Complete the following:
**A.** According to the passage about the BNP, why does Singh hate Muslims?
**B.** In the passage about the BNP, duplicate everything from "But times change" down to "hates Muslims, too.".

But times change and in any case there's that joke called the Human Rights Commission, who couldn't organise a piss-up at the Dog and Duck, but who think you should let any Tom, Dick or Hari join your party even if they're the wrong fahking colour, and you can't be arsed with the hassle, you really can't. And so you're going to "adapt and survive" and let Mr Singh in. OK, so he's a darkie, and he wears a funny turban that makes him look like a poof, but his heart's in the right place. You know his heart's in the right place because he hates Muslims, too.

Singh, it turns out, hates Muslims because they killed his father in India during Partition. Yes, that's 62 years ago and yes, it was probably one Muslim, but Singh is a man of principle. He admires the BNP because they "do not wish to let anyone else oust them from the land of their ancestors" and, putting aside the issue of his own contamination of the land of their ancestors, he would, he says, be "honoured" to join. They have, a touch cautiously, returned the compliment. "He is perhaps," said a BNP spokesman this week, "the kind of immigrant you want if you are going to have them."

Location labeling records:
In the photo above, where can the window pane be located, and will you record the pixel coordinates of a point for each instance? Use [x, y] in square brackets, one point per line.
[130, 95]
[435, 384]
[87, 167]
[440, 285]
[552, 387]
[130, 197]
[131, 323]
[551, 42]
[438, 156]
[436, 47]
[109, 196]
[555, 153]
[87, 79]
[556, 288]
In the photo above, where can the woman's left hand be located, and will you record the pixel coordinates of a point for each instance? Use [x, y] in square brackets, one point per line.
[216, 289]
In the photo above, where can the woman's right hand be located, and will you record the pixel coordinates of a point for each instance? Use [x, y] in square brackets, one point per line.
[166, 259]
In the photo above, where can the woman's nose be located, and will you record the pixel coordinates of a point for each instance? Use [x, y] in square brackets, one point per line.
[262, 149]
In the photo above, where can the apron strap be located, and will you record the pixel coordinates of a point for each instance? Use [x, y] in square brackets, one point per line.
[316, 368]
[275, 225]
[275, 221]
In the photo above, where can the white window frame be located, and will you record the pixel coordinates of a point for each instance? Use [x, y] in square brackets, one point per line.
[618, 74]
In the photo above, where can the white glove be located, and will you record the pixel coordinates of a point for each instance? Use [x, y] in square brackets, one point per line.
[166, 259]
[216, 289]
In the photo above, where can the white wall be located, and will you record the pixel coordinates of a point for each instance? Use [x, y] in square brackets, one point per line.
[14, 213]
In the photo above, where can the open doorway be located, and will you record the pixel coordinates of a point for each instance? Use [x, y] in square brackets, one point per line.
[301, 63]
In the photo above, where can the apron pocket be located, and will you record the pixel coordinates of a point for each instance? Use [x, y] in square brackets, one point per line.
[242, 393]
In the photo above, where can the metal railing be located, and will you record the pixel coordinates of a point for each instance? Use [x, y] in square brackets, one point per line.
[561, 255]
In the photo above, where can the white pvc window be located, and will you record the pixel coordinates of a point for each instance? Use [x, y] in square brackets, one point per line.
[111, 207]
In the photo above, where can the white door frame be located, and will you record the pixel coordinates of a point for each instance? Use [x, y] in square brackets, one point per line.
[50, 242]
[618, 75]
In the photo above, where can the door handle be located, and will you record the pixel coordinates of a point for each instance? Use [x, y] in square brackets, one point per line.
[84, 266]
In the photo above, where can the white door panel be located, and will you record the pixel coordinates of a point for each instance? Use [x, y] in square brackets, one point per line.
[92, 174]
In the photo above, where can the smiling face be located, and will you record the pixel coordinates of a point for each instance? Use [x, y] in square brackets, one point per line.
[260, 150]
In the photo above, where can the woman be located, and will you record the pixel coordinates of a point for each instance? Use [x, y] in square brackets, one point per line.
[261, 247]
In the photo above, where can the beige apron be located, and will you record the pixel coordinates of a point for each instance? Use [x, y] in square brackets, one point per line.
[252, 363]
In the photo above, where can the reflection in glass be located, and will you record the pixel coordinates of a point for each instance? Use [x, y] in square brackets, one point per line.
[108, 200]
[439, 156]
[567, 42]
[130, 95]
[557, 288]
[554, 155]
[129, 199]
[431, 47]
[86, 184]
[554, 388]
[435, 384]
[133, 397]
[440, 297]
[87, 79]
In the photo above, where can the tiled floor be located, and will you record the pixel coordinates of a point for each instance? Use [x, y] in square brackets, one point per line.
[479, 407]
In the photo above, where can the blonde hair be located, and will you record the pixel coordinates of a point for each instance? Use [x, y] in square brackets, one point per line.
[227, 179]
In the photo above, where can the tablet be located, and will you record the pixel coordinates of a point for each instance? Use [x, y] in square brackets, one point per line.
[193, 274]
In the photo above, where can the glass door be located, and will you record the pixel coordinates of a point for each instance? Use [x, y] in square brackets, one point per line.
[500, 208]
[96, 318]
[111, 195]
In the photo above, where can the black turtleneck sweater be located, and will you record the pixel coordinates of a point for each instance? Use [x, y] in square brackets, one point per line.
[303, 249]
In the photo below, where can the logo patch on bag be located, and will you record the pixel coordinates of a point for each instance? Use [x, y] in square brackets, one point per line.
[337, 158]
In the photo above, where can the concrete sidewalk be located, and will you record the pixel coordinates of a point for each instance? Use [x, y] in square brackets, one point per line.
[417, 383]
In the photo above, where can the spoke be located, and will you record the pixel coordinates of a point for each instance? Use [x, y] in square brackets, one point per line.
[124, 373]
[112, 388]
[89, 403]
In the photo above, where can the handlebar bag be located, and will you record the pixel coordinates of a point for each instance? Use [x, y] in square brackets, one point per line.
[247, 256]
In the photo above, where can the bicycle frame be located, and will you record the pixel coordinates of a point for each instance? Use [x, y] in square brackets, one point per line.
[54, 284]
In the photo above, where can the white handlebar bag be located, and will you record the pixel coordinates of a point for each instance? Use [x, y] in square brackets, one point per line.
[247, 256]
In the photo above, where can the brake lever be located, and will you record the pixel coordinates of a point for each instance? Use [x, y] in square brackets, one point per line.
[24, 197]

Task solutions:
**A.** Muslims killed his father in India during Partition.

**B.**
But times change and in any case there's that joke called the Human Rights Commission, who couldn't organise a piss-up at the Dog and Duck, but who think you should let any Tom, Dick or Hari join your party even if they're the wrong fahking colour, and you can't be arsed with the hassle, you really can't. And so you're going to "adapt and survive" and let Mr Singh in. OK, so he's a darkie, and he wears a funny turban that makes him look like a poof, but his heart's in the right place. You know his heart's in the right place because he hates Muslims, too.